Records supplied:
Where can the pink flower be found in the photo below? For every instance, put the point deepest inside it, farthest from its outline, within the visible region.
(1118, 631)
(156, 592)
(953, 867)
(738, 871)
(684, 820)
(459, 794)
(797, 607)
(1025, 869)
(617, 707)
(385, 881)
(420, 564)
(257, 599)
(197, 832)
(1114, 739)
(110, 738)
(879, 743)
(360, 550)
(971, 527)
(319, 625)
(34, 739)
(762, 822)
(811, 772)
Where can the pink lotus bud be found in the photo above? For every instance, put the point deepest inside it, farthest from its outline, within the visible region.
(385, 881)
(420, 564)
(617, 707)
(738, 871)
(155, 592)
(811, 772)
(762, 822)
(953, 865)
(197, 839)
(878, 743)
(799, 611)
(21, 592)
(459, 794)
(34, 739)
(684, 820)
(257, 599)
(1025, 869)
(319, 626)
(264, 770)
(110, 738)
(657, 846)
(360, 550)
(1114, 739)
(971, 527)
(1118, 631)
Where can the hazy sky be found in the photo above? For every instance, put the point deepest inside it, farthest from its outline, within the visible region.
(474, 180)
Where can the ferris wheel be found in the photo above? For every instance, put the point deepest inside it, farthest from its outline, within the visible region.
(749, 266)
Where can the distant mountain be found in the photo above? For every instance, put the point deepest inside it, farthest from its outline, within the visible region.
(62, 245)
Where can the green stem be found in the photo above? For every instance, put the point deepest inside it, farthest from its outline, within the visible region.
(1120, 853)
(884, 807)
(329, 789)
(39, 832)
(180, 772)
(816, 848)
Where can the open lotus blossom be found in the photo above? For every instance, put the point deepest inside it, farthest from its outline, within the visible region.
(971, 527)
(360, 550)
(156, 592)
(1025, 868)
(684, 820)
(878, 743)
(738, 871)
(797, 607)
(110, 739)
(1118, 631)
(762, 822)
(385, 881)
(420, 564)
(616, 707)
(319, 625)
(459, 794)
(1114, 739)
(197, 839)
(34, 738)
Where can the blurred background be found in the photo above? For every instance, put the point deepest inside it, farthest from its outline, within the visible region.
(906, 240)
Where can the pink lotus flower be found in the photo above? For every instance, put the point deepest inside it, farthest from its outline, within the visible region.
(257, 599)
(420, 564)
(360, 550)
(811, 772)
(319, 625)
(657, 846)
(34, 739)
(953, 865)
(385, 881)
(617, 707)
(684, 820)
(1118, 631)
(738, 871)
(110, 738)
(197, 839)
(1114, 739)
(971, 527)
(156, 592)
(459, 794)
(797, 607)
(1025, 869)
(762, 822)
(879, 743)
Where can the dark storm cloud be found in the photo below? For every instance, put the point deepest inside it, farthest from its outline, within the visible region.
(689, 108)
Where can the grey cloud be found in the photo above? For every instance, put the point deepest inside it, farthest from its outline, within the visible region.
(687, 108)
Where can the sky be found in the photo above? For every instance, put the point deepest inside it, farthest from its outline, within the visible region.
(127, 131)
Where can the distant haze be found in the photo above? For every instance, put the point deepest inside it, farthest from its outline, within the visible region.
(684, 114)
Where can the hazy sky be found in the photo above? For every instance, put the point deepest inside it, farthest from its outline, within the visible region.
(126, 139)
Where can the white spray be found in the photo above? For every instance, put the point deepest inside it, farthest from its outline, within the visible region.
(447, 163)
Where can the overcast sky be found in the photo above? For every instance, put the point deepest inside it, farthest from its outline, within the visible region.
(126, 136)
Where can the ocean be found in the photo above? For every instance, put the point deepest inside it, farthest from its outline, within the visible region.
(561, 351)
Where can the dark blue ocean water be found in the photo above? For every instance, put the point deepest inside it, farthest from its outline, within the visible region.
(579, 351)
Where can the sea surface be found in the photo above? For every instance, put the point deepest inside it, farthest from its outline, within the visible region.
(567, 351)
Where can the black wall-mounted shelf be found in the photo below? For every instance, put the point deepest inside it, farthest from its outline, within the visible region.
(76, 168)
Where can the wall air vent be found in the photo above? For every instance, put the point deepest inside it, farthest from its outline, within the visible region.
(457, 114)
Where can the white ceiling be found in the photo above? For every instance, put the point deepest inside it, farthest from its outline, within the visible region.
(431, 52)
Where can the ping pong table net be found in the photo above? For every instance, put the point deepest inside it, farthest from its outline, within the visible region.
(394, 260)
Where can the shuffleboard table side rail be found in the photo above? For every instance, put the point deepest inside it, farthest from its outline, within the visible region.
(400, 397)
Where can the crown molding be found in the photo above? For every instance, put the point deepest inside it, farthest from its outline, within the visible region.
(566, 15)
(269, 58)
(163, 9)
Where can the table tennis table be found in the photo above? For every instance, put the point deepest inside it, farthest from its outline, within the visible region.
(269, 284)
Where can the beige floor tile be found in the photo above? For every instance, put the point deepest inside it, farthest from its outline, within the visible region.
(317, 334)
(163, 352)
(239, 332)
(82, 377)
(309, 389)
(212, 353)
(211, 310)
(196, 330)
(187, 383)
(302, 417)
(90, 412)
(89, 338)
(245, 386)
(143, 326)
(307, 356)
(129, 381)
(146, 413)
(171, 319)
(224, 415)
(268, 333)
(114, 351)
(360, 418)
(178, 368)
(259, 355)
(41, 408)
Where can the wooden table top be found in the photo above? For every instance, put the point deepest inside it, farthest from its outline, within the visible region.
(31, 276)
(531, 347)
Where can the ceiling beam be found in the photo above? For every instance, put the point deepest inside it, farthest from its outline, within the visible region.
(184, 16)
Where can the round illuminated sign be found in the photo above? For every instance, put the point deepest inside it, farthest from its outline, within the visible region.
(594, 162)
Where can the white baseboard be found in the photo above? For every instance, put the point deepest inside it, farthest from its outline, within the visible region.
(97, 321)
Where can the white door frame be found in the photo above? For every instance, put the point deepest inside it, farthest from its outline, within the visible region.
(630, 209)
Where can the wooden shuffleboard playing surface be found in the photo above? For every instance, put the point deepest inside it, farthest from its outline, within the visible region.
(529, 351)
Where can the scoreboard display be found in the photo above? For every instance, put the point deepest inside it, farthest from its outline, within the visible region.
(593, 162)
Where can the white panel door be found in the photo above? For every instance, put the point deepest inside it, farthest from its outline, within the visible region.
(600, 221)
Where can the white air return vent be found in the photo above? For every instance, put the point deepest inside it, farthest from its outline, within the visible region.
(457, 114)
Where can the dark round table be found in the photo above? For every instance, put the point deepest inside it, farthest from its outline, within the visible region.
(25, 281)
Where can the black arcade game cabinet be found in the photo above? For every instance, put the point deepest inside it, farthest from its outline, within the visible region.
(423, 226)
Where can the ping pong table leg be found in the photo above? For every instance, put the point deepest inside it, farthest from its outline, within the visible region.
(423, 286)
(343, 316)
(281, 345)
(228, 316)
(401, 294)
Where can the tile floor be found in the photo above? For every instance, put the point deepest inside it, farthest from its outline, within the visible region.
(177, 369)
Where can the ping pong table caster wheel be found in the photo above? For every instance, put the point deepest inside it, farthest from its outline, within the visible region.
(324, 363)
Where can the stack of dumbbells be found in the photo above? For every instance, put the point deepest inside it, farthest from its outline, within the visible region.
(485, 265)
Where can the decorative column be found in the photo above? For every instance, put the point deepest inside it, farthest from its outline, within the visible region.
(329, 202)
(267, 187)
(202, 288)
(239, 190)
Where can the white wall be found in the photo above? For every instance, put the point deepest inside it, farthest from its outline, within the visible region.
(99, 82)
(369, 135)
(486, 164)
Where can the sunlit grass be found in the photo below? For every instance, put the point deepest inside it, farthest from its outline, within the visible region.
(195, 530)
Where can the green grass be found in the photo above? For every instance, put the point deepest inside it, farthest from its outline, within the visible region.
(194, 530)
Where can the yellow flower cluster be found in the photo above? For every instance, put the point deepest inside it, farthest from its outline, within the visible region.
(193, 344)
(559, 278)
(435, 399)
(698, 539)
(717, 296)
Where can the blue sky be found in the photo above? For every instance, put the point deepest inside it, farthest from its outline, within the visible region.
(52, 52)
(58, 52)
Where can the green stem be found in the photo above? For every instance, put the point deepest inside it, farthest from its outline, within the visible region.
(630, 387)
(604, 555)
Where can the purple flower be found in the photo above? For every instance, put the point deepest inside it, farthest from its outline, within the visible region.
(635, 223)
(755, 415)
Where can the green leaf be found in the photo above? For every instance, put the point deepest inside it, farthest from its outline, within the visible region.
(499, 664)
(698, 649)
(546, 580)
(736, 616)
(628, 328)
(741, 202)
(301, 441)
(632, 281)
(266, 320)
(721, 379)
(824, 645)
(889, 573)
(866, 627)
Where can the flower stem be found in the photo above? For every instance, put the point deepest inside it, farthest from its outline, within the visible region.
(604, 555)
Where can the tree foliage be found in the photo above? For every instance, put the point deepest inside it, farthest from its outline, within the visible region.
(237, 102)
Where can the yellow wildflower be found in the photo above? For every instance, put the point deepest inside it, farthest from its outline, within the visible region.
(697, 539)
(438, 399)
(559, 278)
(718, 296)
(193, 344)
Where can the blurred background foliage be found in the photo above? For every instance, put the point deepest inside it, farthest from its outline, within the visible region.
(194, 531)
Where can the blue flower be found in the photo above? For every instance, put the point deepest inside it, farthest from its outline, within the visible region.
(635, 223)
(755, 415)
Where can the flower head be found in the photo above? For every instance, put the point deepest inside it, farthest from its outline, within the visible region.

Exercise details: Each line from the one containing "Where can the tree" to the end of the listing above should be copied exactly, and nothing else.

Solution to the problem:
Where can the tree foliage be found in the photo above? For every instance, put the point deepest inside it, farthest from its outline, within the visible region.
(237, 102)
Where can the yellow wildflower be found in the photo above? For every instance, put the point deepest inside it, farthest from its outline, within the visible region.
(697, 539)
(438, 399)
(559, 278)
(718, 296)
(193, 344)
Where can the blurred background foliage be found in the photo above? For every instance, put the point deepest inside it, farthest from its outline, within the visible region.
(194, 531)
Where can the blue flower be found in the photo above? For every instance, put the point deepest inside it, farthest from its outline, within the visible region.
(635, 223)
(755, 415)
Where can the flower head be found in the photo above? For every instance, put the point deepest inside it, farthest from its outline, within the visible region.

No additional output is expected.